(Dataset entries)
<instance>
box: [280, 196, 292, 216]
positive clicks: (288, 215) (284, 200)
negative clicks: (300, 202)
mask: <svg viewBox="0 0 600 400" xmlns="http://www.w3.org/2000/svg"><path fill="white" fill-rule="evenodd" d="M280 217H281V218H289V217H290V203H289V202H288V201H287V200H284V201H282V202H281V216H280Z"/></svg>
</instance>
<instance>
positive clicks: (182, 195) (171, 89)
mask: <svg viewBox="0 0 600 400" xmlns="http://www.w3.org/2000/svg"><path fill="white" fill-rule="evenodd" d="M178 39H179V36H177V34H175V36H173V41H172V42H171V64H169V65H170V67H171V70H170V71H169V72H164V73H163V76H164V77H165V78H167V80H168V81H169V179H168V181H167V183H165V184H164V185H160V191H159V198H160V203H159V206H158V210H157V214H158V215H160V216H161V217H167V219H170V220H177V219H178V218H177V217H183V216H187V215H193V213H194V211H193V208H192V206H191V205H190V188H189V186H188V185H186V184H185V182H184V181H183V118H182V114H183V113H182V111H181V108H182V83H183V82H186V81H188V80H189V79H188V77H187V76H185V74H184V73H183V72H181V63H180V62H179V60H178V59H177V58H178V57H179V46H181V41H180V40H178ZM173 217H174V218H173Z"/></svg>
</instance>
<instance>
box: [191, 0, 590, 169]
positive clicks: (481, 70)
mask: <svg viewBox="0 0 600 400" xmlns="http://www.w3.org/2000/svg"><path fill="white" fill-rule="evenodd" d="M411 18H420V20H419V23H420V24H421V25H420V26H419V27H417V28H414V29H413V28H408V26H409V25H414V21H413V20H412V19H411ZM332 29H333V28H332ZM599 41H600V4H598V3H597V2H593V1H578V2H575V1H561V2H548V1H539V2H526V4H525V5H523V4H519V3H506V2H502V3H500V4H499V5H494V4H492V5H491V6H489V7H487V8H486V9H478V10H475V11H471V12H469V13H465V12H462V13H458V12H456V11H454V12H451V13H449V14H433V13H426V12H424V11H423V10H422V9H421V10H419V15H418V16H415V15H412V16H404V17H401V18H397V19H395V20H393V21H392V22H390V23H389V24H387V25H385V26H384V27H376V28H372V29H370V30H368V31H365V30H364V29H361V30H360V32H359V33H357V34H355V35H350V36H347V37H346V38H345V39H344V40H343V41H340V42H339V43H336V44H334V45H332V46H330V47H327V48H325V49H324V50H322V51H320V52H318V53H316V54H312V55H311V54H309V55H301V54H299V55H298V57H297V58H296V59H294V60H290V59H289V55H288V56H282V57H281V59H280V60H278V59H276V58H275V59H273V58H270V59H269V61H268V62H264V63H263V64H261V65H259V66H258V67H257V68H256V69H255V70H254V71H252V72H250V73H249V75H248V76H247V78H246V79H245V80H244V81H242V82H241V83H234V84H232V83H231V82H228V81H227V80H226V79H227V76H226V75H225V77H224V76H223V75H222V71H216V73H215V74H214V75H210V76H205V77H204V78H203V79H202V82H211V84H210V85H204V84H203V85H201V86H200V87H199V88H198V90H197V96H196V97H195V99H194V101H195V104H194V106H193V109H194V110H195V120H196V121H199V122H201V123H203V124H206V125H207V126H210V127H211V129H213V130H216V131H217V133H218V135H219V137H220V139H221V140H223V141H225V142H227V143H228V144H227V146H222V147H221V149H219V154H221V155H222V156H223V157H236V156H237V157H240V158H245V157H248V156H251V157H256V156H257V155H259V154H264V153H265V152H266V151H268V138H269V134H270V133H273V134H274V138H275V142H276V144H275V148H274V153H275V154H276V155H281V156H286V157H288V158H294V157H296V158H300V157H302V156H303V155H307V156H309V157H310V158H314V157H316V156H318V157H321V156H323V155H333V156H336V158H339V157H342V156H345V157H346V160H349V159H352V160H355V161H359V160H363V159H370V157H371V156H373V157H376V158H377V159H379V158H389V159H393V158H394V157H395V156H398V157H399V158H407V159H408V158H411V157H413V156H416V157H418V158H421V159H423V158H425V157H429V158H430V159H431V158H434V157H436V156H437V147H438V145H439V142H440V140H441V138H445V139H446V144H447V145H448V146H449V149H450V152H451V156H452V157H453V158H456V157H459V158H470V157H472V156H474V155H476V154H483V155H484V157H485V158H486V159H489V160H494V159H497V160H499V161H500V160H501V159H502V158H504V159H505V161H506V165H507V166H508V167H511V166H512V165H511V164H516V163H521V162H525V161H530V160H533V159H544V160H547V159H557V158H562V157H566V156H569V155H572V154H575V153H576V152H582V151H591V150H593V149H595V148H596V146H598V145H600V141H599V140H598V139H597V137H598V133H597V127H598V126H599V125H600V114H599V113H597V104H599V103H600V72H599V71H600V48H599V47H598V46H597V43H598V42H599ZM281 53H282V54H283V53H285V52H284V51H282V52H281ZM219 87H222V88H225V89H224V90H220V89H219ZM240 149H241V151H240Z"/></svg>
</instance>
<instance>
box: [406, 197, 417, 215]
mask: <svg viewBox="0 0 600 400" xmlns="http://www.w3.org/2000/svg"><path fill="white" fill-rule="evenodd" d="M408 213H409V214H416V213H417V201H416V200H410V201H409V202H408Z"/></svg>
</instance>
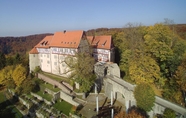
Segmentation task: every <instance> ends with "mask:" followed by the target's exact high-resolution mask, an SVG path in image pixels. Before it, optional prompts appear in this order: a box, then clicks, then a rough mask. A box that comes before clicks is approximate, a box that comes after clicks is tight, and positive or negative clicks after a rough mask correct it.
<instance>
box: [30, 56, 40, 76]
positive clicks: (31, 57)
mask: <svg viewBox="0 0 186 118" xmlns="http://www.w3.org/2000/svg"><path fill="white" fill-rule="evenodd" d="M38 60H39V57H38V54H29V66H30V72H31V71H34V69H35V67H36V66H40V63H39V61H38Z"/></svg>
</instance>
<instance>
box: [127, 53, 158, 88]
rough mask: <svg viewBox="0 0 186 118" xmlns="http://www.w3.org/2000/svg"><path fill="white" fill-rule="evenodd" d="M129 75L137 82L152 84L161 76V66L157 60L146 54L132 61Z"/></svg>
mask: <svg viewBox="0 0 186 118" xmlns="http://www.w3.org/2000/svg"><path fill="white" fill-rule="evenodd" d="M129 75H130V78H131V80H133V81H135V83H136V84H140V83H149V84H152V83H154V82H155V81H156V80H158V79H159V78H160V68H159V66H158V65H157V63H156V61H155V60H153V59H152V58H150V57H148V56H145V55H144V56H143V57H141V58H138V59H136V60H133V61H131V62H130V64H129Z"/></svg>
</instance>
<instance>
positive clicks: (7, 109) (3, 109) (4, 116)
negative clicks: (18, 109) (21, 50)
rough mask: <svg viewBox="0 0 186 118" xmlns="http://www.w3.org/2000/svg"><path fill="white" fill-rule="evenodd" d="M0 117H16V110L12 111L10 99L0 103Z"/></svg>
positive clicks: (12, 109) (13, 109)
mask: <svg viewBox="0 0 186 118" xmlns="http://www.w3.org/2000/svg"><path fill="white" fill-rule="evenodd" d="M0 117H1V118H16V112H14V106H13V105H12V104H11V103H10V101H8V100H6V101H4V102H2V103H0Z"/></svg>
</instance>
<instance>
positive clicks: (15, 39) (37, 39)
mask: <svg viewBox="0 0 186 118" xmlns="http://www.w3.org/2000/svg"><path fill="white" fill-rule="evenodd" d="M47 35H51V34H37V35H29V36H23V37H0V52H3V53H4V54H15V53H20V54H23V53H25V52H27V51H29V50H31V49H32V48H33V47H34V46H35V45H36V44H37V43H38V42H39V41H41V40H42V39H43V38H44V37H45V36H47Z"/></svg>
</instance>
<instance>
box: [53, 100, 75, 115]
mask: <svg viewBox="0 0 186 118" xmlns="http://www.w3.org/2000/svg"><path fill="white" fill-rule="evenodd" d="M54 108H56V109H57V110H59V111H62V113H64V114H65V115H67V116H69V112H70V110H71V108H72V105H71V104H69V103H68V102H66V101H64V100H63V101H61V102H60V101H59V100H58V101H57V102H56V103H55V104H54Z"/></svg>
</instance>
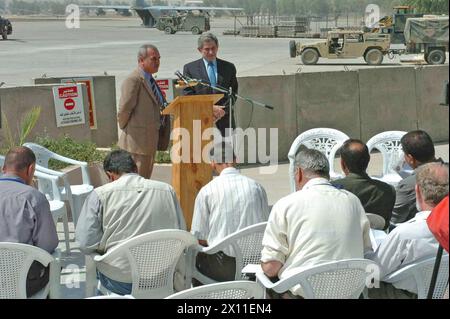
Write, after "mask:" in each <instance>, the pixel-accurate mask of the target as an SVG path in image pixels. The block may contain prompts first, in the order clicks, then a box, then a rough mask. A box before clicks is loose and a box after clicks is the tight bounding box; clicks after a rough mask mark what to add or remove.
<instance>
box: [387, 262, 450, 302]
mask: <svg viewBox="0 0 450 319" xmlns="http://www.w3.org/2000/svg"><path fill="white" fill-rule="evenodd" d="M435 261H436V257H431V258H426V259H423V260H421V261H418V262H415V263H411V264H409V265H406V266H404V267H402V268H401V269H399V270H397V271H394V272H393V273H391V274H389V275H387V276H386V277H384V278H383V281H384V282H388V283H391V284H395V283H396V282H399V281H403V280H405V279H413V280H414V281H415V282H416V285H417V298H418V299H426V298H427V294H428V288H429V287H430V282H431V275H432V274H433V268H434V263H435ZM448 271H449V268H448V255H447V254H446V255H443V256H442V259H441V265H440V267H439V273H438V277H437V280H436V286H435V288H434V293H433V299H442V298H443V296H444V294H445V290H446V289H447V285H448Z"/></svg>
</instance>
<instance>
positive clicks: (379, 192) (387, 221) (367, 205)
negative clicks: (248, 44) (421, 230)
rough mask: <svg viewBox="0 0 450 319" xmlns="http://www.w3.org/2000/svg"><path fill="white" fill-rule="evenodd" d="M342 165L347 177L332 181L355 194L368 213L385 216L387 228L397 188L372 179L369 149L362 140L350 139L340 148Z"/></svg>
mask: <svg viewBox="0 0 450 319" xmlns="http://www.w3.org/2000/svg"><path fill="white" fill-rule="evenodd" d="M340 152H341V167H342V170H343V171H344V174H345V177H344V178H342V179H338V180H335V181H333V182H332V184H333V185H335V186H338V187H342V188H344V189H345V190H347V191H349V192H351V193H353V194H355V195H356V196H357V197H358V198H359V200H360V201H361V204H362V205H363V207H364V210H365V211H366V213H371V214H377V215H380V216H381V217H383V218H384V220H385V225H384V228H385V229H386V228H387V227H388V226H389V221H390V219H391V215H392V208H393V207H394V203H395V189H394V188H393V187H392V186H391V185H389V184H386V183H384V182H382V181H378V180H375V179H372V178H370V177H369V175H367V173H366V169H367V166H368V165H369V161H370V154H369V150H368V148H367V146H366V144H364V143H363V142H362V141H360V140H357V139H349V140H347V141H345V142H344V144H343V145H342V146H341V148H340Z"/></svg>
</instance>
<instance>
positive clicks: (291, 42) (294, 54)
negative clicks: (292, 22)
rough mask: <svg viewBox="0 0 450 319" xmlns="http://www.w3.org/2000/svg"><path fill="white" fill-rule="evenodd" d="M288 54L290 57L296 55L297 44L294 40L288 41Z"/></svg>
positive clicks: (296, 50) (295, 56) (293, 56)
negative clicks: (295, 44)
mask: <svg viewBox="0 0 450 319" xmlns="http://www.w3.org/2000/svg"><path fill="white" fill-rule="evenodd" d="M289 55H290V56H291V58H295V57H296V56H297V46H296V45H295V41H294V40H291V41H289Z"/></svg>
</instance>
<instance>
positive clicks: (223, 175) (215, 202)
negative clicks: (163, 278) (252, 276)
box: [191, 142, 269, 285]
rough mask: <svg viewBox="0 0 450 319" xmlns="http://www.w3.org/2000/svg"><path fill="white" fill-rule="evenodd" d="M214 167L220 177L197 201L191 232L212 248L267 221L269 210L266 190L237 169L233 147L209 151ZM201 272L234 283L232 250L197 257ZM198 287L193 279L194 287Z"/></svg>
mask: <svg viewBox="0 0 450 319" xmlns="http://www.w3.org/2000/svg"><path fill="white" fill-rule="evenodd" d="M210 158H211V166H212V168H213V170H214V171H216V172H217V173H218V174H219V176H218V177H216V178H215V179H213V180H212V181H211V182H210V183H208V184H207V185H205V186H204V187H203V188H202V189H201V190H200V192H199V193H198V195H197V198H196V199H195V206H194V215H193V219H192V227H191V232H192V233H193V234H194V235H195V236H196V237H197V239H198V240H199V243H200V244H201V245H203V246H212V245H215V244H217V243H218V242H220V241H221V240H222V239H223V238H224V237H226V236H228V235H230V234H232V233H234V232H236V231H238V230H240V229H242V228H245V227H247V226H250V225H254V224H257V223H261V222H264V221H267V219H268V218H269V207H268V204H267V195H266V192H265V190H264V188H263V187H262V186H261V185H260V184H258V183H257V182H256V181H254V180H252V179H250V178H248V177H246V176H243V175H241V174H240V173H239V170H237V169H236V168H235V164H236V157H235V155H234V152H233V148H232V147H231V145H230V144H228V143H225V142H222V143H221V144H218V145H215V146H214V147H213V148H212V149H211V151H210ZM196 267H197V270H198V271H199V272H201V273H202V274H204V275H205V276H207V277H209V278H211V279H214V280H216V281H228V280H234V274H235V271H236V265H235V258H234V256H233V252H232V251H231V249H230V248H226V249H224V251H219V252H218V253H216V254H212V255H208V254H204V253H199V254H198V255H197V260H196ZM196 284H198V282H196V281H195V280H194V285H196Z"/></svg>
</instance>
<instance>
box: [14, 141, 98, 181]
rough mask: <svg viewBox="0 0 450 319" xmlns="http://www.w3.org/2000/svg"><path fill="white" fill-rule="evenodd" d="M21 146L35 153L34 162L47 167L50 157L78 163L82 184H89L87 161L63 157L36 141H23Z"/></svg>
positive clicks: (73, 164) (37, 163)
mask: <svg viewBox="0 0 450 319" xmlns="http://www.w3.org/2000/svg"><path fill="white" fill-rule="evenodd" d="M23 146H26V147H28V148H29V149H31V150H32V151H33V152H34V154H35V155H36V164H38V165H40V166H42V167H45V168H48V162H49V160H50V159H55V160H58V161H61V162H65V163H69V164H72V165H79V166H80V168H81V175H82V180H83V184H87V185H90V184H91V179H90V177H89V172H88V169H87V163H86V162H81V161H77V160H74V159H71V158H68V157H64V156H62V155H59V154H56V153H54V152H52V151H50V150H48V149H46V148H45V147H43V146H41V145H39V144H36V143H29V142H28V143H24V144H23ZM46 173H47V172H46Z"/></svg>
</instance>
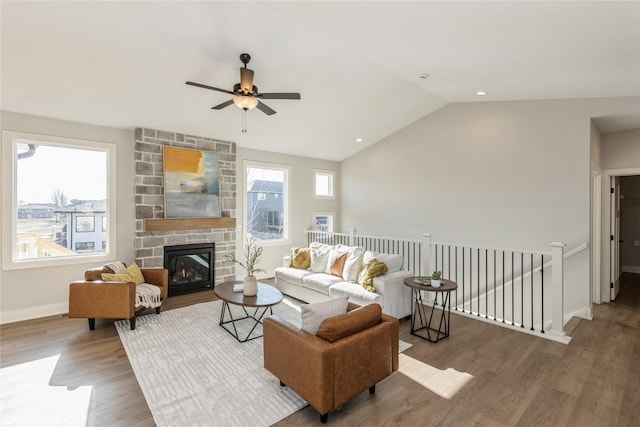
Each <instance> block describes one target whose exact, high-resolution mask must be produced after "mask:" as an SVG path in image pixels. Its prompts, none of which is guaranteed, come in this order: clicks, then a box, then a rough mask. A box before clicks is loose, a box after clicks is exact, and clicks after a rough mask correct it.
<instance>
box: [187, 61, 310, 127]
mask: <svg viewBox="0 0 640 427" xmlns="http://www.w3.org/2000/svg"><path fill="white" fill-rule="evenodd" d="M240 61H242V63H243V64H244V68H240V83H236V84H235V85H233V90H232V91H231V90H226V89H220V88H217V87H213V86H208V85H205V84H202V83H196V82H189V81H188V82H186V84H188V85H190V86H197V87H201V88H204V89H211V90H216V91H218V92H224V93H228V94H230V95H234V97H233V99H230V100H228V101H225V102H223V103H222V104H218V105H216V106H215V107H211V109H212V110H221V109H223V108H225V107H228V106H229V105H231V104H235V105H236V106H237V107H238V108H240V109H242V110H244V111H248V110H253V109H254V108H258V110H260V111H262V112H263V113H265V114H267V115H269V116H271V115H273V114H275V113H276V112H275V110H273V109H272V108H271V107H269V106H268V105H266V104H265V103H264V102H261V101H260V99H300V94H299V93H260V92H258V88H257V87H256V86H255V85H254V84H253V70H251V69H249V68H247V64H248V63H249V61H251V56H250V55H249V54H248V53H243V54H241V55H240Z"/></svg>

▶ **EXERCISE REQUIREMENTS**
From the entries above, gather every line containing the string "target". Case counts.

▶ **ANSWER BELOW**
Segmentation task: every <instance> ends with "mask:" followed by the target's exact high-resolution mask, an SVG path in image pixels. Before it, optional prompts appear in this order: a box, then clicks, then a rough mask. A box that comes before clicks is approximate, a box that comes after clicks is tight, and positive or negative clicks after a rough mask correct it.
Write, after "mask:" in each <instance>, the pixel-accurate mask of the target as an SVG path in image pixels. The block may contain prompts first, in the order clicks, then a box, then a rough mask. A box before clicks is loose and a box after clicks is the tight bounding box; clicks after a rough mask mark what to add or remove.
Each <instance> block describes one target whose exact, high-resolution mask must be produced after "mask:" as an SVG path in image pixels. Its prompts, none of which is guaranteed, come in this order: clicks, then a box, then a rough mask. A box before clicks is loose, a box after clicks is exact, and clicks after a rough mask correct it.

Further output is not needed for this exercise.